## BEGIN Extract to read
What Every PCO Should Know About TV Advertising

PCOs May Be Surprised To Learn That TV Advertising Is Both Effective And Affordable If They Can Avoid The Common Pitfalls Of Utilizing This Fast-Changing Advertising Vehicle.

July 3, 2001

This article appeared in the April 1999 issue of PCT Magazine.

PCOs May Be Surprised To Learn That TV Advertising Is Both Effective And Affordable If They Can Avoid The Common Pitfalls Of Utilizing This Fast-Changing Advertising Vehicle.

Think again if you believe that television advertising is only for the national companies – or for smaller companies on ego trips. Both large and small pest control firms say television advertising is effective, affordable and as essential to their success as Yellow Pages advertising.

"We’ve run television commercials for close to 30 years," says Gordon Redd, Jr., Redd Pest Control, Gulfport, Miss. "Our current advertising mix is about 30% television advertising, 25% Yellow Pages and the rest a mix of home and garden shows, print advertising in business journals and community newspapers, sports team sponsorships and community public relations."

What has made television advertising so valuable over the years, Redd says, is that it reaches many of the new residents who have moved into the company’s service geography – southern Mississippi and southern Alabama. Redd Pest Control prides itself on its reputation among long-term residents, he notes, but with so many new people moving into the area, television advertising has become essential to retain – and expand – the company’s market share.

"We’ve had some years where population growth in some counties has hit 20% or more," Redd says. "Television has helped us reach waves of newcomers since the early-1960s. We can’t compete with large department store or grocery advertisements in daily newspapers – that would cost too much – but on television we can be as big as anyone."

Company surveys show that up to 65% of new customers heard about Redd Pest Control from its television commercials. Television time does not come cheap, Redd notes, but what makes it cost-effective is the ability to target specific areas and audiences.

"We advertise with the local network affiliate stations because they reach the specific demographic audiences we want," he adds. "Cable television delivers too much of a shotgun audience in this area because it goes everywhere. For us, network TV is the best buy."
## END Extract to read
## BEGIN Rows
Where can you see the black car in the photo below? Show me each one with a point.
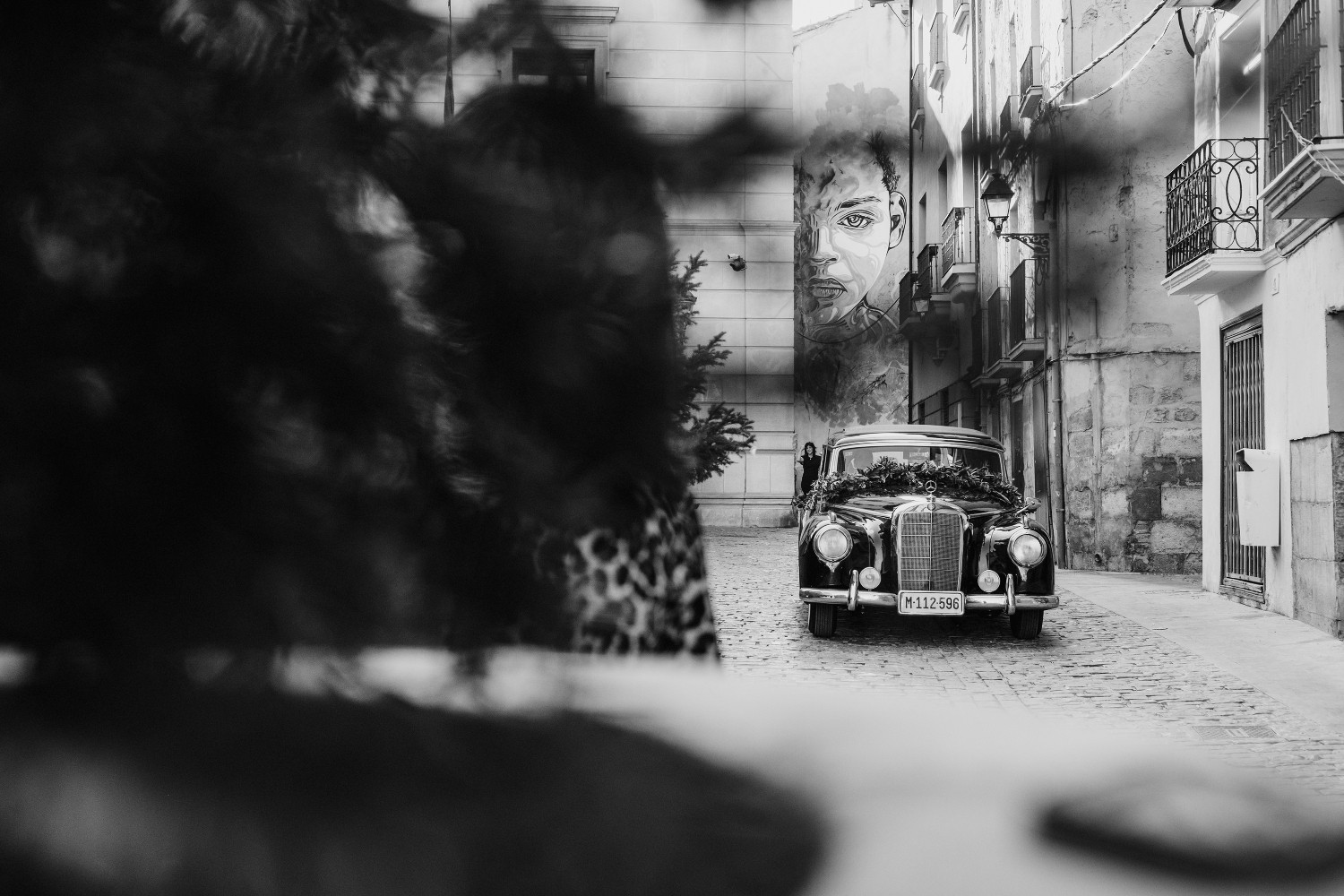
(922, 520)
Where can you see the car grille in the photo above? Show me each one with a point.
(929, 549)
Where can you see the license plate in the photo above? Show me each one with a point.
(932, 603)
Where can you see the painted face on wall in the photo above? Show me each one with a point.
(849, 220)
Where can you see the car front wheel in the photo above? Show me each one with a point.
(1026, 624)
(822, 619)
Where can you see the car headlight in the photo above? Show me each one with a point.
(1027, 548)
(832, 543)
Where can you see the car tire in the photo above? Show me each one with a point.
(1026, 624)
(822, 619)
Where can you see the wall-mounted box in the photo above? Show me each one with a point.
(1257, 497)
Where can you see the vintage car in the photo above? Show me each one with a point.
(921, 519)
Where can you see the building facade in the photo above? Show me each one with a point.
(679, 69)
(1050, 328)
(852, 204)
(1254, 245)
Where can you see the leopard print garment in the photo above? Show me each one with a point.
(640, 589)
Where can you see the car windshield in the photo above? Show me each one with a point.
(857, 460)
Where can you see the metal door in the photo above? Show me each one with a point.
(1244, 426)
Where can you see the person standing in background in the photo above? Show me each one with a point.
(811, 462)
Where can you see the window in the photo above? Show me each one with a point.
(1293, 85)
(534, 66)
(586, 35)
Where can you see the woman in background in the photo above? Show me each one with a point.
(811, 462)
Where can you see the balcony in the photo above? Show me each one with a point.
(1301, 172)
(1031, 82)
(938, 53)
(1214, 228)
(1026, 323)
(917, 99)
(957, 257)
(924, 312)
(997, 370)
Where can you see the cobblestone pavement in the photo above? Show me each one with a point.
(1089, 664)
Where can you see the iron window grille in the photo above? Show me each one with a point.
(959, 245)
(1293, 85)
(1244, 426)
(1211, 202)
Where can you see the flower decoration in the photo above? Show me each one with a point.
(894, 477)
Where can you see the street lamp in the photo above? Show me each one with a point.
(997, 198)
## END Rows
What is expected.
Answer these questions from the TV advertising article above:
(a) What percentage of Redd Pest Control's current advertising mix is television?
(b) Which two areas make up the company's service geography?
(c) According to company surveys, what share of new customers heard about Redd Pest Control from its television commercials?

Task answer.
(a) About 30%.
(b) Southern Mississippi and southern Alabama.
(c) Up to 65%.